*DOCUMENT TEXT*:

------------

Nature's Sunshine Regulatory Update

Nature's Sunshine Products


Introduction
Welcome to the inaugural edition of the Nature's Sunshine Regulatory Update. Through this brief newsletter, we strive to provide our Members with a snapshot of the key regulatory issues affecting our industry and, where applicable, the Company's role in those issues.

Each quarterly newsletter will focus on some of the major developments in our industry since the prior edition. We encourage you to share this information with those in your success-line who would benefit from it. As always, if you have questions or would like more detail, please contact a member of the Nature's Sunshine Legal Department. Finally, we welcome your feedback. Please let us know what we can do better.



Social Media and Testimonials
In July of 2012, the National Advertising Division, an investigative unit of the advertising industry's system of self-regulation administered by the Council of Better Business Bureaus ("NAD"), completed its review of Nutrisystem's Pinterest campaign entitled "Real Consumers. Real Success." Although NAD decisions are non-binding, they are respected within the advertising community and generally represent a guide for avoiding enforcement actions by the Federal Trade Commission (FTC).

Nutrisystem's Pinterest board featured "real" customers highlighting their weight-loss success by including the customer's name, total weight loss and a link to the Nutrisystem website.

The express claims at issue were:
  • "Christine B. lost 46 lbs. on Nutrisystem."
  • "Michael H. lost 125 lbs. on Nutrisystem."
  • "Lisa M. lost 115 lbs. on Nutrisystem."
  • "Christine H. lost 223 lbs. on Nutrisystem."
The NAD determined that the weight-loss success stories pinned to the board were consumer testimonials requiring complete disclosure of material information in compliance with the FTC's Guidelines Concerning the Use of Endorsements and Testimonials in Advertising ("FTC Guidelines"). More particularly, the NAD found that the weight-loss results set forth on the board were atypical and, as a result, the FTC Guidelines required Nutrisystem to place a clear, conspicuous and understandable disclosure of the typical results consumers can achieve in immediate proximity to the claim or representation the disclosure is intended to clarify.

When NAD contacted Nutrisystem to discuss its findings, Nutrisystem agreed with its position and immediately added the required disclosures.

While the use of social media, e.g., Pinterest, Facebook, Twitter, etc, can be a powerful advertising tool, this case demonstrates that FTC advertising regulations apply equally to social media.

------------

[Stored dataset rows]
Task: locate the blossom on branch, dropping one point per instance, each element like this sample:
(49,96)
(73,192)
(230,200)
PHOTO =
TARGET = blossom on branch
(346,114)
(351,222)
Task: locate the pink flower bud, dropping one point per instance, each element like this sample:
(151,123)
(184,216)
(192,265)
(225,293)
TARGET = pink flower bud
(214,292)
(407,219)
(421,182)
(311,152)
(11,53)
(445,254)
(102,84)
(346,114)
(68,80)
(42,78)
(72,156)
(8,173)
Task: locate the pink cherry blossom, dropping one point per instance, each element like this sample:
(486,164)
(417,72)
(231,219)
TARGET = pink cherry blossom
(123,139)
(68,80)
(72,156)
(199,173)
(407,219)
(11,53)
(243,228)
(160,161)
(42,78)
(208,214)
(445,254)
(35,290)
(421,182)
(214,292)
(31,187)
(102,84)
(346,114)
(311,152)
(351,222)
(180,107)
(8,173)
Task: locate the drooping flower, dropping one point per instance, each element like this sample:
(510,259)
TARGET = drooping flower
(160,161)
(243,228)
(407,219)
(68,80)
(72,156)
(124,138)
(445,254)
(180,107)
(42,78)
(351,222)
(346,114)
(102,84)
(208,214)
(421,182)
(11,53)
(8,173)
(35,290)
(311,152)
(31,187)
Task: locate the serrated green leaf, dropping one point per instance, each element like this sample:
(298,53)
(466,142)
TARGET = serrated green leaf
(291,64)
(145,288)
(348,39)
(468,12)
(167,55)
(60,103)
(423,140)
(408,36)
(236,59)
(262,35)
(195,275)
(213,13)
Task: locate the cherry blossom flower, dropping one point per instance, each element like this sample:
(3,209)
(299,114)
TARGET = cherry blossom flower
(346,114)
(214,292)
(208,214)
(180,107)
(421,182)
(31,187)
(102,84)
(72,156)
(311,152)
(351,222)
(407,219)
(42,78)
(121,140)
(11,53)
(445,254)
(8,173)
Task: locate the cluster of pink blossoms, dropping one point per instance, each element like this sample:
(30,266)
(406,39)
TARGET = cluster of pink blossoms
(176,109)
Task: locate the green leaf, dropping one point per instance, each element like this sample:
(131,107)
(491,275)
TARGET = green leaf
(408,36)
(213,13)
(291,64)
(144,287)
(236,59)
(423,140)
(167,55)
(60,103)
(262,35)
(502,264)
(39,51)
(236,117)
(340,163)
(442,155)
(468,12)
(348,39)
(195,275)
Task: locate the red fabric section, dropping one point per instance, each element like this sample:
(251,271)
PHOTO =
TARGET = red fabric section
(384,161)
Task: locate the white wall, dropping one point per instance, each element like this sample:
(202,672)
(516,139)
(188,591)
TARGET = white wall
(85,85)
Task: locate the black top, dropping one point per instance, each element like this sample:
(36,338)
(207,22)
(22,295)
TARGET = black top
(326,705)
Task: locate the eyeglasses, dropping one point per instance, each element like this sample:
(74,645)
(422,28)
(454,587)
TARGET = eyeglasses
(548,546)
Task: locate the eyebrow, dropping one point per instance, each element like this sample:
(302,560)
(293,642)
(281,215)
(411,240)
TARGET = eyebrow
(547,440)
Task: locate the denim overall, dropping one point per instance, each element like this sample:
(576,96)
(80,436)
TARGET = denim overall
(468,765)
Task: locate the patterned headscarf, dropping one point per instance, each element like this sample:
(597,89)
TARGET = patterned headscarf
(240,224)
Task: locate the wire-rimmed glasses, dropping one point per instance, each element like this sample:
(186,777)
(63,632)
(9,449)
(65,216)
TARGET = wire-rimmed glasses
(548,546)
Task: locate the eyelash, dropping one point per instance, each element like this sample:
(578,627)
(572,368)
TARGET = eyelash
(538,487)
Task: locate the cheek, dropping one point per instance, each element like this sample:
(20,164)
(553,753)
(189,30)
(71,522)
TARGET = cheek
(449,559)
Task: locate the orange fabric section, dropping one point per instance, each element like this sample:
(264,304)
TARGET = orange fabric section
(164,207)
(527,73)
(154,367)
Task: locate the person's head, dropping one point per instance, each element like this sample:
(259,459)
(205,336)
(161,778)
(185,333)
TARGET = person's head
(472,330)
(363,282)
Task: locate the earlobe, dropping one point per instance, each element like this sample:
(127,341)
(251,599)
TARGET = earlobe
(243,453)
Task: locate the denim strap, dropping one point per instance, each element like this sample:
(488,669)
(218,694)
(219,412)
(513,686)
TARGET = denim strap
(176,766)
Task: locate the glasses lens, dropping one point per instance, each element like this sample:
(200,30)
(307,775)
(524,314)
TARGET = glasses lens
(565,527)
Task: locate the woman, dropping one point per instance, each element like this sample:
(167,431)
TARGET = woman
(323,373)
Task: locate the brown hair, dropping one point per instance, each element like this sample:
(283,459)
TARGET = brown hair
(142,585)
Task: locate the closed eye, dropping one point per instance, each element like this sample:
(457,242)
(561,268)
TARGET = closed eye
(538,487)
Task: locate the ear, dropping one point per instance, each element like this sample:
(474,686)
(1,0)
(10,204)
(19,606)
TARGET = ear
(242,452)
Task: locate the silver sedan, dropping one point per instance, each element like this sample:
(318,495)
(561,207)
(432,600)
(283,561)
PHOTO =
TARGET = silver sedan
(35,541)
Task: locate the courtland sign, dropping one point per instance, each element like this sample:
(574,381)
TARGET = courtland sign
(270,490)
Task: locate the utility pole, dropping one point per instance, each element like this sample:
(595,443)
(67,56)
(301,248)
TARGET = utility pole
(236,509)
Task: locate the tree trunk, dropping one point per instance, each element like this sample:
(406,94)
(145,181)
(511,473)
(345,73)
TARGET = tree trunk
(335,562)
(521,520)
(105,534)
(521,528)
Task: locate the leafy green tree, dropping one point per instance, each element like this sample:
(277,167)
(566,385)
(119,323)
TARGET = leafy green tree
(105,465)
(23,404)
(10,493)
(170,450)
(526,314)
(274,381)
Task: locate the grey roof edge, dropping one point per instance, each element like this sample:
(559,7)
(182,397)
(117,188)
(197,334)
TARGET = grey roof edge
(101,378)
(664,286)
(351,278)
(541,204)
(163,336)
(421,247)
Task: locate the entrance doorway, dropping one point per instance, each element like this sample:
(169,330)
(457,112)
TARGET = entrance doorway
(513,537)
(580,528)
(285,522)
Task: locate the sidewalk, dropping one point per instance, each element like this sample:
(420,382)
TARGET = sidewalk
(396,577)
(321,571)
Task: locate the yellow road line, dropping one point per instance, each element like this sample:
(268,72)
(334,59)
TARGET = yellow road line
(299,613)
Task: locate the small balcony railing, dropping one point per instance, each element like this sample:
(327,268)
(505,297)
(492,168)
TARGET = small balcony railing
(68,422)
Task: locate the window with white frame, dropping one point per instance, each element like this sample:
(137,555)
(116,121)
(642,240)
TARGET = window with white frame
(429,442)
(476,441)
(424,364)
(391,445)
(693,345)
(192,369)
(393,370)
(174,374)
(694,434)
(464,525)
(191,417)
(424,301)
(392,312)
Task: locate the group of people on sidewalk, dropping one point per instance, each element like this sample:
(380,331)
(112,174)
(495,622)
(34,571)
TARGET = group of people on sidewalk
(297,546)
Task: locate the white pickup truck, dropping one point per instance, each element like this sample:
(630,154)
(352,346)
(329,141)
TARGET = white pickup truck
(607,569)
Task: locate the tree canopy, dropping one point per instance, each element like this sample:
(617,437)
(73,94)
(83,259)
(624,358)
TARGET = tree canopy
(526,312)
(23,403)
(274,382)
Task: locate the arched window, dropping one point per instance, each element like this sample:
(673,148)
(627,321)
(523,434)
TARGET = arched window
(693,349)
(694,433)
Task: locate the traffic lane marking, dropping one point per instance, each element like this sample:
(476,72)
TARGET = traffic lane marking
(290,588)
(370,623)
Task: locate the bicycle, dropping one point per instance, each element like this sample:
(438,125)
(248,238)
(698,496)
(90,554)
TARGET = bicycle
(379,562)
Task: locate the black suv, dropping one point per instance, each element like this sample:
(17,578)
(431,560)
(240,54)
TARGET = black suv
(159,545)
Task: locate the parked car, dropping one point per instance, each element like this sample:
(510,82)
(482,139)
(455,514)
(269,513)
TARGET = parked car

------------

*ACTIONS TO TAKE*:
- A) According to the regulatory update, how did Nutrisystem respond when NAD contacted it about its findings?
- B) Continue the regulatory update from its last sentence.

*RESPONSES BY TASK*:
- A) Nutrisystem agreed with NAD's position and immediately added the required disclosures.

- B)
For more information on the FTC Guidelines please see http://www.ftc.gov/opa/2009/10/endortest.shtm. Also, for more information regarding claims that can and cannot be used when advertising NSP products, including through social media, please see the pamphlet "Can I Say That?" available at:
http://www.naturessunshine.com/content/us/misc/brochures/legal-saythatbooklet.pdf.



Nature's Sunshine Products, Inc. and the Direct Selling Association
Nature's Sunshine Products, Inc. is a proud member of the Direct Selling Association (DSA) and would like to remind you that we adhere to the DSA's Code of Ethics. The Code of Ethics can be found at http://www.dsa.org/ethics/code/. Please ensure you are familiar with this important document.



Post Election Updates
This past election season brought to the forefront many key issues for the dietary supplement industry. There were several areas NSP monitored several key election initiatives closely, including California's Proposition 37 (Prop. 37) ballot initiative and the re-election of Senator Orrin Hatch.

Proposition 37
On June 11, 2012, the California Secretary of State certified an eighth measure (the "Measure") to be placed on the 2012 ballot for approval by voters. The Measure sought to require the labeling of genetically engineered foods or Genetically Modified Organisms (GMOs). This Measure was placed on the November 2012 ballot in California as Prop. 37.

Although the vast majority of the dietary supplement industry would typically support more disclosure in labels and ingredients, many companies opposed Prop. 37 as it included a private enforcement provision comparable to California's Proposition 65 (which requires product warnings regarding the presence of potential carcinogens and heavy metals).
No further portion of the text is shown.